§ Excerpted text
····················
Alnylam researcher Jurgen Soutschek and colleagues targeted aopB using synthetic siRNAs with partial phosphorothioate backbone and 2’-O-methyl sugar modifications on the sense and antisense strands. These modifications appear to confer resistance to degradation by exo- and endonucleases in serum and tissue homogenates, the scientists wrote in the paper.

The siRNAs were further modified through the conjugation of cholesterol to the 3’ ends of their sense strands using a pyrrolidine linker. The resultant chol-siRNAs showed improved in vivo pharmacokinetic properties after being administered intravenuously into rats, but did not impair gene silencing activity in cell culture, according to the researchers.

Administering the siRNAs intravenously enabled the researchers to silence apoB messenger RNA in the liver and jejunum, decrease plasma levels of apoB protein, and reduce total cholesterol, the team wrote. The scientists further demonstrated that the siRNAs could be used to silence human apoB in a transgenic mouse model.

The effects were shown to be a result of RNAi-mediated mRNA degradation, with mRNA cleavage occurring specifically at a predicted site, Soutschek and his colleagues noted in the paper.

In an accompanying Nature article, Beckman Research Institute’s John Rossi noted that the method of siRNA delivery employed by the Alnylam researchers “did not require expensive lipid complexes or other macromolecular carriers, but merely a single cholesterol conjugate per RNA duplex.” He added that the cholesterol group was key to the researchers’ success, as it helped the cells take up the siRNAs.

Rossi stressed, though, that Alnylam’s method is still far from applicable in humans.

“The treatment of high-cholesterol levels in humans might require lifetime use of cholesterol-lowering compounds,” he wrote. “But the consequences of long-term siRNA therapy are not known.”

Additionally, if the dosage required to achieve the knockdown effect in mice is translated to humans, “gram quantities of siRNA-cholesterol conjugates would be required in regular infusions, which would be enormously expensive,” Rossi added.

During a conference call this week announcing the findings, Alnylam President and CEO John Maraganore noted that while the Nature paper supports the company’s ability to advance its program of systemically delivered siRNA-based medicines, “we haven’t made a formal commitment yet to apoB as a clinical program.”
····················
§ The data
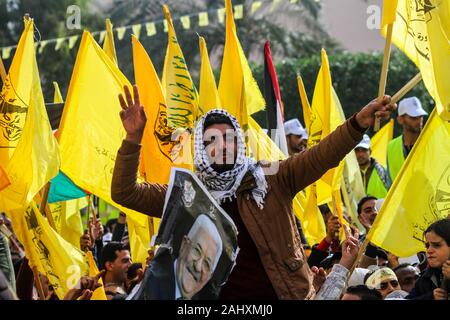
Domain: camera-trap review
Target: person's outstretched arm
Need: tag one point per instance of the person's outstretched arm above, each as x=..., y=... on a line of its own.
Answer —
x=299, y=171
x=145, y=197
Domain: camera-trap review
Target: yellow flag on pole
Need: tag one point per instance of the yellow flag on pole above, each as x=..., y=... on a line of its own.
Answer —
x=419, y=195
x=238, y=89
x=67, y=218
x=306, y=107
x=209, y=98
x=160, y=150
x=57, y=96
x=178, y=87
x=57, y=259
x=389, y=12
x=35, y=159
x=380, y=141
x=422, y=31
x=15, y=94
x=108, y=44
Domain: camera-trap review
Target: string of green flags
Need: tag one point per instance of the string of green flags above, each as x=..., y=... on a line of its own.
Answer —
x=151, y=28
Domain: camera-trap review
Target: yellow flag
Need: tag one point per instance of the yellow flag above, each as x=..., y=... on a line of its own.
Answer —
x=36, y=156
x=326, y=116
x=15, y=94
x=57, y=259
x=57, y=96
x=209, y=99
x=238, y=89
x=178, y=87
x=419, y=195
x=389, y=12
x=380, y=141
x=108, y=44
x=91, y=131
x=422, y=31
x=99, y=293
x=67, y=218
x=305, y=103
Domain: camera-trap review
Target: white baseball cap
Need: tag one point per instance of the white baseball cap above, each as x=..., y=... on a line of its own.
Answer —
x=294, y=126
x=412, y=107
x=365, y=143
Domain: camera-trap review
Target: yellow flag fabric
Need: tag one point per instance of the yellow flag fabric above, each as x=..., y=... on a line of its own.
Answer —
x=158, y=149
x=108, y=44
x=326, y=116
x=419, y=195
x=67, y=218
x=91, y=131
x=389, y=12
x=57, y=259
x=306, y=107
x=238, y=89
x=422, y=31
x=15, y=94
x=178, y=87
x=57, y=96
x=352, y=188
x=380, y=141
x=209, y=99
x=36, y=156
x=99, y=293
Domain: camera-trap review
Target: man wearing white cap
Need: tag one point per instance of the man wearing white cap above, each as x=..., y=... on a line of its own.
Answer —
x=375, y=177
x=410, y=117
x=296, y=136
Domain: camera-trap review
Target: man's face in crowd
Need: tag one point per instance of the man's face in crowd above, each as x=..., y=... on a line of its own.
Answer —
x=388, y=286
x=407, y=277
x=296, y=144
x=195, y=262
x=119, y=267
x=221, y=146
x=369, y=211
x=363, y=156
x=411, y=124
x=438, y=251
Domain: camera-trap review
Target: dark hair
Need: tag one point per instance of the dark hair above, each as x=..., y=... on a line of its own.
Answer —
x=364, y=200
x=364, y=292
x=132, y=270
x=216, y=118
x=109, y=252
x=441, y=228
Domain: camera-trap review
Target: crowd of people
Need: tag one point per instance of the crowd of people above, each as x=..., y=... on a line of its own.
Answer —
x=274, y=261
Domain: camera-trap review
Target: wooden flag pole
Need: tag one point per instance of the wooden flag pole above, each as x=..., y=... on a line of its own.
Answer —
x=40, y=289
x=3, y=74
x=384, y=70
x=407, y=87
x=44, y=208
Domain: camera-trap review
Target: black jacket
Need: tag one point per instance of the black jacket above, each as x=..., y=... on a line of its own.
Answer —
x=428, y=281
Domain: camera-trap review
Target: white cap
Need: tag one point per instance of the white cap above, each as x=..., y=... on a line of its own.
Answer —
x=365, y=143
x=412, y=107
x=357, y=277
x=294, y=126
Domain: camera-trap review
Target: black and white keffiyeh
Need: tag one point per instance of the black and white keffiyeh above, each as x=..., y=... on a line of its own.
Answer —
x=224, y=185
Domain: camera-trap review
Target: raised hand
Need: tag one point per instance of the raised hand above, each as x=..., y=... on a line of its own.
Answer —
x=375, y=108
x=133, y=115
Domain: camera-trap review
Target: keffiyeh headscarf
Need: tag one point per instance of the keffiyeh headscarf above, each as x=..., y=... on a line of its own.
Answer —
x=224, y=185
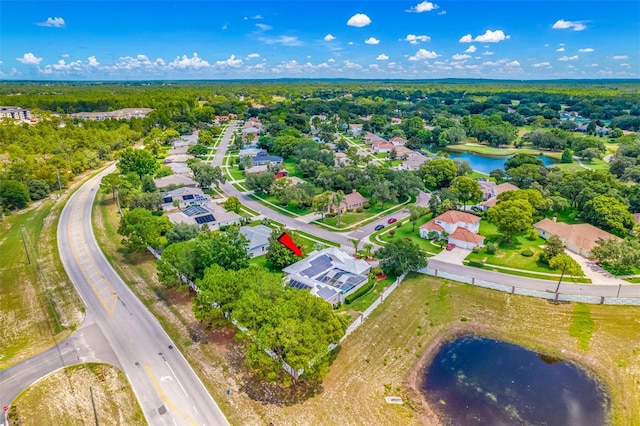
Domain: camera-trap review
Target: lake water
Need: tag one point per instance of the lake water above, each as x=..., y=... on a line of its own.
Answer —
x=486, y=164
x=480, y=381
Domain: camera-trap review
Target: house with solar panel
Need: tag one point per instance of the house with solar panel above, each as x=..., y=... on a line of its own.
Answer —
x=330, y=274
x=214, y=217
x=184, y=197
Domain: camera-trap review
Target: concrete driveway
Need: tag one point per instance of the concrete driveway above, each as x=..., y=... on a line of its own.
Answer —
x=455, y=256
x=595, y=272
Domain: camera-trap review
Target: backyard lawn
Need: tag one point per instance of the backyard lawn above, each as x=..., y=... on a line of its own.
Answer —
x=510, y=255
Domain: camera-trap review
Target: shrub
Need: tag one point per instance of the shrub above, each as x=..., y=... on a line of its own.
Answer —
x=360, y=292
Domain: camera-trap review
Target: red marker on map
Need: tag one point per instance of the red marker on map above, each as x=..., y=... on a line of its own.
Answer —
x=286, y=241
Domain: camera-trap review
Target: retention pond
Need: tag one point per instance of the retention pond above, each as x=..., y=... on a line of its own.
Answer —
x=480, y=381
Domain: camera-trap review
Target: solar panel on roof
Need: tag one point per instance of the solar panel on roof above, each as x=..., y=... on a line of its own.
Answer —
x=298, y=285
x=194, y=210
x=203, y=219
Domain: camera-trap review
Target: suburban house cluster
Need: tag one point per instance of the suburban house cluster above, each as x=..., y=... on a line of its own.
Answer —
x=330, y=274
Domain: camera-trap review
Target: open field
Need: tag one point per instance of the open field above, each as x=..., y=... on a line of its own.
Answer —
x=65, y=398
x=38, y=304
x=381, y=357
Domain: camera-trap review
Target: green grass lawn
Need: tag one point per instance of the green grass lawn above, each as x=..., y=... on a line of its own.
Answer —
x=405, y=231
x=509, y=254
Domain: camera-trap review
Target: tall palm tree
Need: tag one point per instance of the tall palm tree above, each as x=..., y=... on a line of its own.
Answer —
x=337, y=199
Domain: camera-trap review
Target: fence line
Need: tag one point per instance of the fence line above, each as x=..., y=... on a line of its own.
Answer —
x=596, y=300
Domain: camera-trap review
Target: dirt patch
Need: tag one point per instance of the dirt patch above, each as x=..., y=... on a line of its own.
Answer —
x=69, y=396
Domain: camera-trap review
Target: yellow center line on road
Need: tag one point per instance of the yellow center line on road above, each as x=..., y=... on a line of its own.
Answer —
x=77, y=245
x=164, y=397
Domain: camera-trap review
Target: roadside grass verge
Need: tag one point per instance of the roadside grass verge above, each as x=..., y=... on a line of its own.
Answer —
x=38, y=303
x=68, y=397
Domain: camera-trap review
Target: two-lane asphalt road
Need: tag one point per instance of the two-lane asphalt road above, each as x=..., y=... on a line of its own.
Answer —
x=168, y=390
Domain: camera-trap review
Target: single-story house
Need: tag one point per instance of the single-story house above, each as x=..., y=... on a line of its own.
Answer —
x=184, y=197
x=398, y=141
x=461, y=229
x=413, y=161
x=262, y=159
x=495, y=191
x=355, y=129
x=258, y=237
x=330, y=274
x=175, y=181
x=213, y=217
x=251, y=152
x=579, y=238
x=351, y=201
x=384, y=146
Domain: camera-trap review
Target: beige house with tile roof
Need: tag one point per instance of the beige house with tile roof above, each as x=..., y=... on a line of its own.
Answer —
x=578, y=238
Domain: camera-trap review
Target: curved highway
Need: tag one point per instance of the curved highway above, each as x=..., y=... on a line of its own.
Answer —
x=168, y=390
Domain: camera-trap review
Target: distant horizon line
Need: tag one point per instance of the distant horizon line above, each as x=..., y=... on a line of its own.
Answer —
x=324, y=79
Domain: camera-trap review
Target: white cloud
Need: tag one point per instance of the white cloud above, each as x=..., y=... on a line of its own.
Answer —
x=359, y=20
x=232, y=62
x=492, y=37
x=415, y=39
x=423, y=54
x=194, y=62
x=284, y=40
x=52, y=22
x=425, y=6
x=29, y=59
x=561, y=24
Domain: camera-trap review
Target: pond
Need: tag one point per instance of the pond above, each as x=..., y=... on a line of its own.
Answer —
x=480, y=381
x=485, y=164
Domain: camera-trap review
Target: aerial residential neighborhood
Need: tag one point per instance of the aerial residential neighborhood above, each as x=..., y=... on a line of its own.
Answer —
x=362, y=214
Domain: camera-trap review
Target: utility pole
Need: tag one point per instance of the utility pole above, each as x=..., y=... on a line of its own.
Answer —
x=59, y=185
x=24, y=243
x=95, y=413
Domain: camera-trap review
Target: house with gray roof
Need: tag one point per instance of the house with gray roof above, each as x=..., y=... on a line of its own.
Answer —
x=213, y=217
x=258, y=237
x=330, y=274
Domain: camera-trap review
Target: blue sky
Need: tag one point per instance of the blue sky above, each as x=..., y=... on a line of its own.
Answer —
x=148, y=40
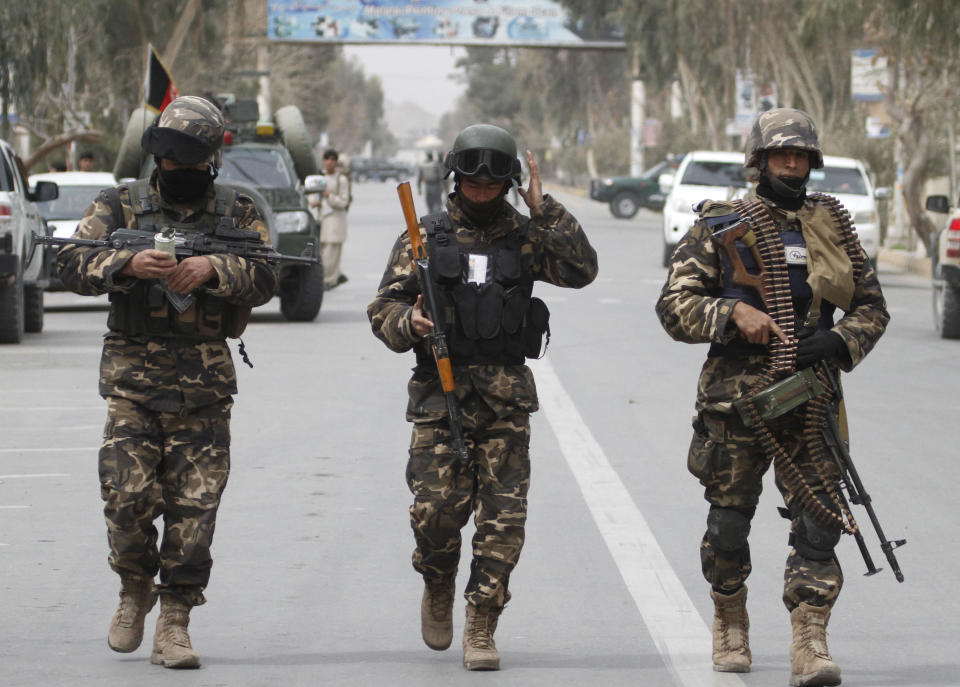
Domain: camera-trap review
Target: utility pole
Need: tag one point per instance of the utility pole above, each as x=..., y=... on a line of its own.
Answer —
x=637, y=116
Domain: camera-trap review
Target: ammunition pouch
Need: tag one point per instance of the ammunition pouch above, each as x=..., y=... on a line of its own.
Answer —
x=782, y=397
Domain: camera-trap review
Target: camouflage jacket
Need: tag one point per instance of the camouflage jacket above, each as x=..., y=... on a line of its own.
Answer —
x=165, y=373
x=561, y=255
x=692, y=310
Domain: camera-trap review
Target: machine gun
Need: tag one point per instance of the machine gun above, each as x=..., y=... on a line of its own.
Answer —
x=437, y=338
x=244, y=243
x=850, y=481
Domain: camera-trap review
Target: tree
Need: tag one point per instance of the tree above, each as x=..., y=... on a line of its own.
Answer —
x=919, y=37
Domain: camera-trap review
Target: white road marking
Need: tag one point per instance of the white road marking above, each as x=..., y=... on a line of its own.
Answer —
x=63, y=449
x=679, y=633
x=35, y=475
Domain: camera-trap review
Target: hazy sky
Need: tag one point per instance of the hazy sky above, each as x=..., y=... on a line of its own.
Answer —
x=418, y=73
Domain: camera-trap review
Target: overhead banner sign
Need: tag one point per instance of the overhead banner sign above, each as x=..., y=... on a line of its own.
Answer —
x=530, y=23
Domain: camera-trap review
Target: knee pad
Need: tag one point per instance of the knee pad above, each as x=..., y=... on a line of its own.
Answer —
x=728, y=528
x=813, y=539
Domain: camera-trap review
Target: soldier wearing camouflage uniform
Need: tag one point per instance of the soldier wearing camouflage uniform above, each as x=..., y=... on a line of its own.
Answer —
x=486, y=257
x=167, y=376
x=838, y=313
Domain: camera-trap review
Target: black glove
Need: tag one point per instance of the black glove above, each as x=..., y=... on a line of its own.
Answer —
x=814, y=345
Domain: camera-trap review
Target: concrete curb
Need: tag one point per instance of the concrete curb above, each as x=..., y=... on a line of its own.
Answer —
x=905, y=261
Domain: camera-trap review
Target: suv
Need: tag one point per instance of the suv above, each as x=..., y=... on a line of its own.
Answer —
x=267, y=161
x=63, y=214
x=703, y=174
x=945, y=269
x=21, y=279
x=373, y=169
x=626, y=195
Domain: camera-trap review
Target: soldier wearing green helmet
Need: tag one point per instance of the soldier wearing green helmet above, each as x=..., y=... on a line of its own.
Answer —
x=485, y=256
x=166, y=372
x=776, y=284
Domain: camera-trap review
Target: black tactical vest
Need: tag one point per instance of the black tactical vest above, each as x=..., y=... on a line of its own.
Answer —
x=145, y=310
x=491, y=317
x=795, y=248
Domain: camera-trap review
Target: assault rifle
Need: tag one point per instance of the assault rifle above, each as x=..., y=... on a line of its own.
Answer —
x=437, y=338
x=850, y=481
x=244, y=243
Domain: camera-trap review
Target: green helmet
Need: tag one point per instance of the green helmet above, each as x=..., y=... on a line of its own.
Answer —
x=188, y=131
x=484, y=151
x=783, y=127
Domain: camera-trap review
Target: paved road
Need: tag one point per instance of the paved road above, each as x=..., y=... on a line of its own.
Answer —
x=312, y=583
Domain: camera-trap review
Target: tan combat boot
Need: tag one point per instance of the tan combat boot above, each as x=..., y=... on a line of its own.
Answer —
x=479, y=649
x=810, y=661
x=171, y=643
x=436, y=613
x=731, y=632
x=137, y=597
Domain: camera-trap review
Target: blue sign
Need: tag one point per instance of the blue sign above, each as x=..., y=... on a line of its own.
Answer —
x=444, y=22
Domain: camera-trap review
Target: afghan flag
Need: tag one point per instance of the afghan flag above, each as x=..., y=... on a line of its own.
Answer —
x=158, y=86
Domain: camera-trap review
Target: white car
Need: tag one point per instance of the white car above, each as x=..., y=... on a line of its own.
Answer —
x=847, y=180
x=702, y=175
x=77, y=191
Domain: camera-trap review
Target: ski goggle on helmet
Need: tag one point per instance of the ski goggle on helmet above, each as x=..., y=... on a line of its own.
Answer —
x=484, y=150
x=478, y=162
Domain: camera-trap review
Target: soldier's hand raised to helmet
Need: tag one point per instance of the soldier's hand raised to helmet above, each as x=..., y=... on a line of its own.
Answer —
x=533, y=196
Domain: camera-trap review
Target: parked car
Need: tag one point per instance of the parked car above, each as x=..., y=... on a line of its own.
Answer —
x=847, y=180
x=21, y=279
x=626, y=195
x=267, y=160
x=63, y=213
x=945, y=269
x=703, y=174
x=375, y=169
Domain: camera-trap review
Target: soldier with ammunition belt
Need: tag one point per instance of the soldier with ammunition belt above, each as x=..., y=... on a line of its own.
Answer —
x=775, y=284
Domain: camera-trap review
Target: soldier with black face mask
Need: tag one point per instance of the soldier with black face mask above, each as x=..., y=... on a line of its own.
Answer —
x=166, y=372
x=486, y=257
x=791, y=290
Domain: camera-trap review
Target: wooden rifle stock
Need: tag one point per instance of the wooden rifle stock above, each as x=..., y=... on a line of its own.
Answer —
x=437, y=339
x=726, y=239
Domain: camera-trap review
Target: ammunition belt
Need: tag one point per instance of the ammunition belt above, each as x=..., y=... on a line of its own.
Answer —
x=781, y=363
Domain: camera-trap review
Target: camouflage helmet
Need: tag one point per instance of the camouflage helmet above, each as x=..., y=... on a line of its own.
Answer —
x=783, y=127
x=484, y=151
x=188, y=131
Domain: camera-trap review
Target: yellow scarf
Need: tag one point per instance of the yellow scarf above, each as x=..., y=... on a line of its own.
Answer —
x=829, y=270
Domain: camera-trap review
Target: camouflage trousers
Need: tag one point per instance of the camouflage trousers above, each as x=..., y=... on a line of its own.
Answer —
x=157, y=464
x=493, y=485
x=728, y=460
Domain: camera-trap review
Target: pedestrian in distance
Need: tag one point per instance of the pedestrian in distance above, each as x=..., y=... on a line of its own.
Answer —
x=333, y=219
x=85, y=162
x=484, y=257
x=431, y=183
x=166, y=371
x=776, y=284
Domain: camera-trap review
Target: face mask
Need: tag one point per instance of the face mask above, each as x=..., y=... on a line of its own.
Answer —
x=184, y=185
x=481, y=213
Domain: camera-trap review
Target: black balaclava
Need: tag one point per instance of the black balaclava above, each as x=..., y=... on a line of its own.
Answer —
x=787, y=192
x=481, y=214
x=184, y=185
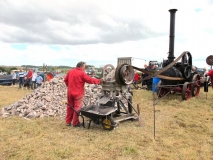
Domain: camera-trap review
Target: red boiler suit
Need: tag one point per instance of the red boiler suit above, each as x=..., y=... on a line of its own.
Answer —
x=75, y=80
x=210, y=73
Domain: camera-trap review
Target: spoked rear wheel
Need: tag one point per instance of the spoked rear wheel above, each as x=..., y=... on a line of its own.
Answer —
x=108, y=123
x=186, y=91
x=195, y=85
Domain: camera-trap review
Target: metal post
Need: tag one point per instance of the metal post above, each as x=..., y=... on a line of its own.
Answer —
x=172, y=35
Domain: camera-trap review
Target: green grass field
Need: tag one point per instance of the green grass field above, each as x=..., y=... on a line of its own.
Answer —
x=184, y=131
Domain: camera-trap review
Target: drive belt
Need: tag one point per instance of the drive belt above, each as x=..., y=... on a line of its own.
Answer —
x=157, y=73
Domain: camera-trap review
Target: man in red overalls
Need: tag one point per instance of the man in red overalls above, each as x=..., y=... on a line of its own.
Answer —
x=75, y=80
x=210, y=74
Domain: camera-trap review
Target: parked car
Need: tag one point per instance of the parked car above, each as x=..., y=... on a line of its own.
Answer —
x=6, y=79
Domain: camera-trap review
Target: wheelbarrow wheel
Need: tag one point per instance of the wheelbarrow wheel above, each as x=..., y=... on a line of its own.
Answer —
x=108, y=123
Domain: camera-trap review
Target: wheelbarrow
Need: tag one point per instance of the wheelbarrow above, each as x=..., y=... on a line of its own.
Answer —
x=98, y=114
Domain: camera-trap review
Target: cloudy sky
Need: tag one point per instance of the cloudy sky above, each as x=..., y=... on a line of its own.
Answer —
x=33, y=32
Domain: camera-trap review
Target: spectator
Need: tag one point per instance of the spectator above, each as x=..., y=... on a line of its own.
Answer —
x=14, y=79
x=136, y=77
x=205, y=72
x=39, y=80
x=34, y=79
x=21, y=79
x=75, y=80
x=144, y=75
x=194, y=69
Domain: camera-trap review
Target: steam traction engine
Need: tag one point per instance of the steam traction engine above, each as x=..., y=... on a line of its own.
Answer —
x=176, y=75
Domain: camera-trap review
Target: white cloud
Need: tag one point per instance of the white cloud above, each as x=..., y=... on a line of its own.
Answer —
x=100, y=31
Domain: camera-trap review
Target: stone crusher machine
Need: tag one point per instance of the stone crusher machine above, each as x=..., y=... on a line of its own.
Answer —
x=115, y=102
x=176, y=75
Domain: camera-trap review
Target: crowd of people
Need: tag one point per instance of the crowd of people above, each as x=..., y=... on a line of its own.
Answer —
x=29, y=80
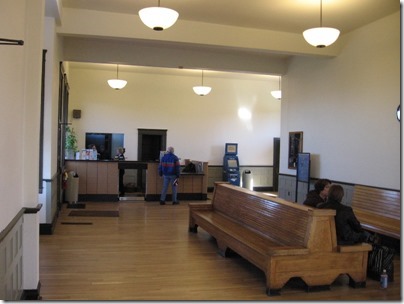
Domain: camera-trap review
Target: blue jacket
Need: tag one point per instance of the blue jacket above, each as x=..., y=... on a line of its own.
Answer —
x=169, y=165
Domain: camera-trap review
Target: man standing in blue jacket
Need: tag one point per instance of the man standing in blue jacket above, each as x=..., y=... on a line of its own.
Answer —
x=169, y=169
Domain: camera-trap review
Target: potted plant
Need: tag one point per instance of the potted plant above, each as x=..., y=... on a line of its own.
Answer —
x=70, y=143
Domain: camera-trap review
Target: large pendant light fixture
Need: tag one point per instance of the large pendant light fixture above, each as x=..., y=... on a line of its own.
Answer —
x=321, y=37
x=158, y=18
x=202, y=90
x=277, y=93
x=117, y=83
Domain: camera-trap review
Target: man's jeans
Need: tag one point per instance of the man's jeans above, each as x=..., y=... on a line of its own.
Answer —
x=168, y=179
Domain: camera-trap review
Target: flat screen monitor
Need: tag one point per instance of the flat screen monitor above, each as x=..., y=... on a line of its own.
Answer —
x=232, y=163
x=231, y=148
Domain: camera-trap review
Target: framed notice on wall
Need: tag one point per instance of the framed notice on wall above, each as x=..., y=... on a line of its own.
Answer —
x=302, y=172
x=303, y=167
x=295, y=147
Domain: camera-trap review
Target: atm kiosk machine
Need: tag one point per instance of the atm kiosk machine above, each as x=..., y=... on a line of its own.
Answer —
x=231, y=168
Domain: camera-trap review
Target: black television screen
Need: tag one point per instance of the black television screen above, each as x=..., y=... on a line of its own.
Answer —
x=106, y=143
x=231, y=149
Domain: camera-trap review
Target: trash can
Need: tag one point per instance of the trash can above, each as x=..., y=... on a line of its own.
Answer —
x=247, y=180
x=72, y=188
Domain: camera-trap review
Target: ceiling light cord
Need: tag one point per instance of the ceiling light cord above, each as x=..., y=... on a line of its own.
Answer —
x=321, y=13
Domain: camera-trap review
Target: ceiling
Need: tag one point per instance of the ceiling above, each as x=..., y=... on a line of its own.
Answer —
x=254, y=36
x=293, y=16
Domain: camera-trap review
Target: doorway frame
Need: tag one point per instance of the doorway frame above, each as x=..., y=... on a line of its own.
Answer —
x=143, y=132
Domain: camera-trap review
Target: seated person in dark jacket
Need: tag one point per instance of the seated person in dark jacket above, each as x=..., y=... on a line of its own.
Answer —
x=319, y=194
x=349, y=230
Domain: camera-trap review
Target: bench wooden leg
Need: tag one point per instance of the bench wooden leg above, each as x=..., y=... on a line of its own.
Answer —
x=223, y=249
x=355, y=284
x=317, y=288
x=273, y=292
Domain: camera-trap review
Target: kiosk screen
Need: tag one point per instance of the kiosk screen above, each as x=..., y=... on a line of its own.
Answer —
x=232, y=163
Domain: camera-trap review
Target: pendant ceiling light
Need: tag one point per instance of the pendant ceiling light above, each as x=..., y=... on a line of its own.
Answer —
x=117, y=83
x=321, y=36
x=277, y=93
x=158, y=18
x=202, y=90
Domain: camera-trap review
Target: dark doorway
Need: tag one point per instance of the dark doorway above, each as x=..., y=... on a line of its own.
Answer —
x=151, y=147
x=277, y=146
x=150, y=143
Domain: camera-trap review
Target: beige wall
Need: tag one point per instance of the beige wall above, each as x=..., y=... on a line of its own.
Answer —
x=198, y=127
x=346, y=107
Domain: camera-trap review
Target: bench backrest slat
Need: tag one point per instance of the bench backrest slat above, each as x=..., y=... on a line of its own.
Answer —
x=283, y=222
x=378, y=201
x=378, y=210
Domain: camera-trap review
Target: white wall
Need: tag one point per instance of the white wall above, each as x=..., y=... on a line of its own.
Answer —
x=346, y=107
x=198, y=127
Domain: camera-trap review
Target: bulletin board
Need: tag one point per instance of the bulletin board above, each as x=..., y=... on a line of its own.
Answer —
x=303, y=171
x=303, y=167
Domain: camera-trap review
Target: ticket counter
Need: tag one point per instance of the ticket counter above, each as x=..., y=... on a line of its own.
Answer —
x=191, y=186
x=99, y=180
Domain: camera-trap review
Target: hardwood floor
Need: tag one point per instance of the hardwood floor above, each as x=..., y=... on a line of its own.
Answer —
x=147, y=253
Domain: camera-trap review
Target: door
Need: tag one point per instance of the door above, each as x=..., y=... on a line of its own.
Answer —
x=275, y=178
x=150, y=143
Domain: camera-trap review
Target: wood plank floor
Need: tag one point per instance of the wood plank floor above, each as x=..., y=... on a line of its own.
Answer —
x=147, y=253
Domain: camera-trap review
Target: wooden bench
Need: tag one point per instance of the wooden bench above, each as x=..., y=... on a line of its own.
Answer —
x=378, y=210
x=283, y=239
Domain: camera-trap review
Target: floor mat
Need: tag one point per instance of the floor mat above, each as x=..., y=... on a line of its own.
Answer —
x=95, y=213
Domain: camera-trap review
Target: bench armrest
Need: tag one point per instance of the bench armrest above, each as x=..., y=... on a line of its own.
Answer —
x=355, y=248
····················
§ Required work
In the article on Alnylam's siRNA research, in which two tissues did intravenously given siRNAs silence apoB messenger RNA?

§ Task solution
The liver and the jejunum.